**EXERCISE GOAL:** Every entry needs to be given again exactly as it reads.

[Collected data]
● ● ●
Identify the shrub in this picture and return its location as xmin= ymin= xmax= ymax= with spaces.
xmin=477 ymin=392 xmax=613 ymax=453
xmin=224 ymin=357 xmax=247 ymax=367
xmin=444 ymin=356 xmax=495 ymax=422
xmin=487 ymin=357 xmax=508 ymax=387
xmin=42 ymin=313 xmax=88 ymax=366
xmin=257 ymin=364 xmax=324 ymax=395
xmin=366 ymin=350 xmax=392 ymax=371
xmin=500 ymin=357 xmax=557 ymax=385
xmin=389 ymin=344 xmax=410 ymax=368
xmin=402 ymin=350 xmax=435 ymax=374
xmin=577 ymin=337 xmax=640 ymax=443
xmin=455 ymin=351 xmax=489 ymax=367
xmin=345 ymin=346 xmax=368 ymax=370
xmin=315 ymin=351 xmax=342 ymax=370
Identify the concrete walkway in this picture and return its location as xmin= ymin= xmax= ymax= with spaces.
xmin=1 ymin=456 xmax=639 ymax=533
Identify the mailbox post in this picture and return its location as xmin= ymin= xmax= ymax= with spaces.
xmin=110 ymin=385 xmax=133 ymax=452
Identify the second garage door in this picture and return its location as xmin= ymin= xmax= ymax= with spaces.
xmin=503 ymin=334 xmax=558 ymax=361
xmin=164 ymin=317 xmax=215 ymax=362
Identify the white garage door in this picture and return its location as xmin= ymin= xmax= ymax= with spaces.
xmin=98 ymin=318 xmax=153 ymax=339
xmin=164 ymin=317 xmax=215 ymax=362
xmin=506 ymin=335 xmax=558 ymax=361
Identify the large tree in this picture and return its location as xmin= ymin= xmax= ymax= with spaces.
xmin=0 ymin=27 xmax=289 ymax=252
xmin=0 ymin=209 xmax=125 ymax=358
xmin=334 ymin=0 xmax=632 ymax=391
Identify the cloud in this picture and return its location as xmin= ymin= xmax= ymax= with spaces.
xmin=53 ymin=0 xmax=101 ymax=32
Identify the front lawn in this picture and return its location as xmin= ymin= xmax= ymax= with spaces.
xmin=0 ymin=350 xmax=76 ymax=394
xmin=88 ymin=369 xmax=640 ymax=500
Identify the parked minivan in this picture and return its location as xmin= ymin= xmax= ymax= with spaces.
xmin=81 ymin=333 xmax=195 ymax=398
● ● ●
**REPLY:**
Identify the shrub in this picture and return its location as xmin= ymin= xmax= ymax= with spaces.
xmin=477 ymin=392 xmax=613 ymax=453
xmin=224 ymin=357 xmax=247 ymax=367
xmin=444 ymin=356 xmax=495 ymax=422
xmin=487 ymin=357 xmax=508 ymax=387
xmin=42 ymin=313 xmax=88 ymax=366
xmin=257 ymin=364 xmax=324 ymax=395
xmin=366 ymin=350 xmax=392 ymax=371
xmin=500 ymin=357 xmax=557 ymax=385
xmin=389 ymin=344 xmax=410 ymax=368
xmin=402 ymin=350 xmax=435 ymax=374
xmin=577 ymin=337 xmax=640 ymax=443
xmin=455 ymin=351 xmax=489 ymax=367
xmin=345 ymin=346 xmax=368 ymax=370
xmin=315 ymin=351 xmax=342 ymax=370
Identify the concrete walkway in this picture and return its location as xmin= ymin= xmax= ymax= with spaces.
xmin=1 ymin=456 xmax=639 ymax=533
Identify the mailbox post in this picture and return its location as xmin= ymin= xmax= ymax= with spaces.
xmin=110 ymin=385 xmax=133 ymax=452
Identify the second garage door in this picture and return its location as xmin= ymin= xmax= ymax= with spaces.
xmin=503 ymin=334 xmax=558 ymax=361
xmin=164 ymin=317 xmax=215 ymax=362
Identify the white garage door in this picture and return its location as xmin= ymin= xmax= ymax= with spaces.
xmin=98 ymin=318 xmax=153 ymax=339
xmin=164 ymin=317 xmax=215 ymax=362
xmin=506 ymin=335 xmax=558 ymax=361
Identify the large tree in this picture and return its location as xmin= ymin= xmax= ymax= with spaces.
xmin=0 ymin=27 xmax=289 ymax=252
xmin=0 ymin=209 xmax=125 ymax=358
xmin=334 ymin=0 xmax=632 ymax=391
Identify the cloud in this picture and return its location as xmin= ymin= xmax= ymax= with spaces.
xmin=53 ymin=0 xmax=101 ymax=32
Identify the front lawn in this picture and return its location as xmin= ymin= xmax= ymax= with spaces.
xmin=0 ymin=350 xmax=76 ymax=394
xmin=88 ymin=369 xmax=640 ymax=500
Identify the parked minivan in this picture and return its location as xmin= ymin= xmax= ymax= with spaces.
xmin=81 ymin=333 xmax=195 ymax=398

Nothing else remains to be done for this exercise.